• _Directive_
Word for word, retype every entry in the listing.

• _Data listing_
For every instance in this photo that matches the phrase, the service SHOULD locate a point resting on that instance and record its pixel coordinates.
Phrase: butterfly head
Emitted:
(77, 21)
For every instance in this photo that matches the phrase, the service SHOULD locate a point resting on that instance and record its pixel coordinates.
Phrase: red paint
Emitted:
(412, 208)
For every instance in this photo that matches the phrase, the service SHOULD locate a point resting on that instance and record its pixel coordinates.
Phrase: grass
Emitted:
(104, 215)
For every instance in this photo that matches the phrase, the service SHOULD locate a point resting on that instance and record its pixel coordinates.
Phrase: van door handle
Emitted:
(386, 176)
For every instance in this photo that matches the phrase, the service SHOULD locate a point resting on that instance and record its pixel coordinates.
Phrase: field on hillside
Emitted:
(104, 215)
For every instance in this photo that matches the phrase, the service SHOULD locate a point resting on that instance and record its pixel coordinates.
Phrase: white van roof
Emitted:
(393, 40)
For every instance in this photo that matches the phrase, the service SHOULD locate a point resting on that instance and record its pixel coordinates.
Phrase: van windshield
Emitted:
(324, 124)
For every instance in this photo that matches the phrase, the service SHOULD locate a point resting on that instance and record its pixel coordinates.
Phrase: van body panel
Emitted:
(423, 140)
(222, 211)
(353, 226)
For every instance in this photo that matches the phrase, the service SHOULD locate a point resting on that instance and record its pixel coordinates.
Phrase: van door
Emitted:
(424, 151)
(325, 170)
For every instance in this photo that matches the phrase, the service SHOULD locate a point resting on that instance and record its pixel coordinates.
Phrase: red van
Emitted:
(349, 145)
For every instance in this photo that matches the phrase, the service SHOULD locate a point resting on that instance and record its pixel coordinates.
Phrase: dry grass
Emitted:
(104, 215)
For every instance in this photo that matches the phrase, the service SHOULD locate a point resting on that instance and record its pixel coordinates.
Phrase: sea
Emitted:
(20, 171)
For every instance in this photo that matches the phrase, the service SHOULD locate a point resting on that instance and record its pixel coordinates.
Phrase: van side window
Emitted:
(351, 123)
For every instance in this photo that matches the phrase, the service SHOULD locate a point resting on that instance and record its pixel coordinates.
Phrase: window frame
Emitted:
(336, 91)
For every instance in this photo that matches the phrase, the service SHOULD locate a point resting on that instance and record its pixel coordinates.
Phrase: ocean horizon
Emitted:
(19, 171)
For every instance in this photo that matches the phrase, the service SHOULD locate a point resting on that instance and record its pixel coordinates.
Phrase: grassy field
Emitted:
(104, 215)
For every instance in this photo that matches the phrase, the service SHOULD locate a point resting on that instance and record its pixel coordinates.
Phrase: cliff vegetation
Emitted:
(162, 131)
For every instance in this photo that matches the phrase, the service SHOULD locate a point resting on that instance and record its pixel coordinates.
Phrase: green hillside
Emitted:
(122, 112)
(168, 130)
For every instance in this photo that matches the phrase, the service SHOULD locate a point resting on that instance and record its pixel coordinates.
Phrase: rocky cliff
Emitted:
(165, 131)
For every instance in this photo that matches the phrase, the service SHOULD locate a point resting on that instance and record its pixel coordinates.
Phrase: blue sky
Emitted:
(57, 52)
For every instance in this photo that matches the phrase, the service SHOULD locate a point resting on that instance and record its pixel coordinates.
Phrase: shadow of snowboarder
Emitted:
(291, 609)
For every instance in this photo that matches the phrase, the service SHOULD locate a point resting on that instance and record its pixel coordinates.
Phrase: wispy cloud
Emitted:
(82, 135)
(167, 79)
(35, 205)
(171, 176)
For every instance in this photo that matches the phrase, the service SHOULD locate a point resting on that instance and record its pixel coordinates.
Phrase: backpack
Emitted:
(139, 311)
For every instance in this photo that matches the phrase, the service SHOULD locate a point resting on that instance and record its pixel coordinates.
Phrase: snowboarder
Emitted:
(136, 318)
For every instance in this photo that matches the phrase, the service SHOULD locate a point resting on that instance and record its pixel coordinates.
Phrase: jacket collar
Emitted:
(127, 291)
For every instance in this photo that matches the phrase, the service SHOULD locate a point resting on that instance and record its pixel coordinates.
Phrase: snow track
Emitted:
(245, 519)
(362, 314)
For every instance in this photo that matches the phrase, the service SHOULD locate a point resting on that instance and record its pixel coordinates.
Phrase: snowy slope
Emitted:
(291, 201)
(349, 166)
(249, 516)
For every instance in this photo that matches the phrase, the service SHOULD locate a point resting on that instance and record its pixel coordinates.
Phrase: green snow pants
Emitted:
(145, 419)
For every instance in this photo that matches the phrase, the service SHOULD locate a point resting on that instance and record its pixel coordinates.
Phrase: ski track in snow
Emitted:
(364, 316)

• _Expected output_
For every instance in this photo that matches the phrase, the service SHOULD locate a point resting on that instance and record its pixel coordinates.
Phrase: butterfly head
Emitted:
(77, 21)
For every instance in this photo that matches the phrase, the service SHOULD locate a point resting on that instance and record its pixel coordinates.
Phrase: red paint
Emitted:
(412, 208)
For every instance in this photo that matches the phrase, the service SHOULD locate a point resting on that instance and record its pixel coordinates.
Phrase: grass
Emitted:
(104, 215)
For every instance in this photo that matches the phrase, the service SHOULD locate a point resting on that instance and record its pixel coordinates.
Phrase: van door handle
Emitted:
(386, 176)
For every instance in this photo that matches the phrase, the service SHOULD locate a point resting on that instance and record its pixel coordinates.
Phrase: field on hillside
Emitted:
(104, 215)
For every instance in this photo that matches the phrase, the service SHOULD locate a point resting on that instance and record its pixel coordinates.
Phrase: white van roof
Emitted:
(393, 40)
For every instance in this photo that matches the phrase, the service SHOULD locate a point resting on that instance and record its pixel coordinates.
Phrase: van windshield
Emitted:
(324, 124)
For every instance in this photo that matches the phrase, the service SHOULD locate a point resting on that instance and record its pixel coordinates.
Phrase: van body panel
Emitted:
(423, 140)
(222, 211)
(353, 226)
For every instance in this photo that matches the phrase, the service SHOULD locate a point resting on that instance and record its pixel coordinates.
Phrase: van door
Emitted:
(424, 151)
(325, 170)
For every instance in this photo that matches the phrase, the service SHOULD locate a point resting on that instance and record its pixel coordinates.
Phrase: red van
Emitted:
(349, 145)
For every instance in this photo that matches the phrase, the service SHOULD locate a point resting on that instance and record its pixel coordinates.
Phrase: dry grass
Emitted:
(104, 215)
For every instance in this photo that matches the phrase, the service SHOULD locate a point resting on that instance and record its pixel coordinates.
Phrase: sea
Emitted:
(20, 171)
For every instance in this photo that matches the phrase, the service SHOULD locate a point resting on that instance and record its pixel coordinates.
Phrase: van side window
Emitted:
(351, 123)
For every instance in this photo that matches the phrase, the service SHOULD locate a point resting on that instance and record its pixel coordinates.
Phrase: window frame
Emitted:
(336, 91)
For every instance in this photo that matches the phrase, the service SHOULD locate a point resting on that instance and record its pixel coordinates.
Phrase: ocean horizon
Emitted:
(19, 171)
For every instance in this photo that matches the phrase, the service SHOULD locate a point resting on that instance and record its pixel coordinates.
Phrase: grassy field
Emitted:
(104, 215)
For every instance in this photo that matches the phrase, the service SHOULD locate a point resting on that instance and record its pixel coordinates.
Phrase: cliff vegetation
Emitted:
(162, 131)
For every instance in this photo that matches the phrase, the service SHOULD locate a point resting on that instance and record its pixel coordinates.
Phrase: green hillside
Emitted:
(122, 112)
(168, 130)
For every instance in this photo that matches the phrase, the service SHOULD locate a point resting on that instance and record its pixel coordinates.
Phrase: rocky cliff
Emitted:
(165, 131)
For every instance in this photo that matches the phrase, the service SHOULD locate a point resting on that instance and record its pixel coordinates.
Phrase: blue sky
Emitted:
(57, 52)
For every instance in this photo that matches the phrase, the service SHOULD locate a point resting on that instance and record its pixel coordinates.
Phrase: shadow of snowboarder
Emitted:
(291, 609)
For every instance in this photo that matches the phrase, the service SHOULD locate a point resting on that instance and record its pixel coordinates.
Phrase: wispy cloud
Emitted:
(82, 135)
(167, 79)
(35, 205)
(171, 176)
For every instance in this photo that matches the phrase, the service SHOULD locate a point resting on that instance and record its pixel coordinates.
Phrase: backpack
Emitted:
(139, 311)
For every instance in this photo that matches the phrase, the service SHOULD locate a point resting on that instance and record its pixel coordinates.
Phrase: snowboarder
Emitted:
(136, 318)
For every instance in this photo that matches the phrase, the service SHOULD locate a point resting on that instance and record its pixel coordinates.
Phrase: jacket collar
Emitted:
(127, 291)
For every instance in this photo that matches the phrase, the service SHOULD locate a point resting on that instance and record its pixel coordinates.
Phrase: snow track
Emitted:
(245, 519)
(362, 314)
For every instance in this photo that matches the phrase, the service SHOULD locate a point resting on that instance and record its pixel coordinates.
Phrase: snowy slope
Emitted:
(291, 201)
(349, 166)
(249, 516)
For every instance in this photo that matches the phrase, the service SHOULD locate a point resting on that instance and record its pixel coordinates.
Phrase: green snow pants
Emitted:
(145, 419)
For every instance in this photo that matches the phrase, the service SHOULD locate a point resting on that instance and record its pixel coordinates.
Phrase: ski track in snow
Emitted:
(364, 316)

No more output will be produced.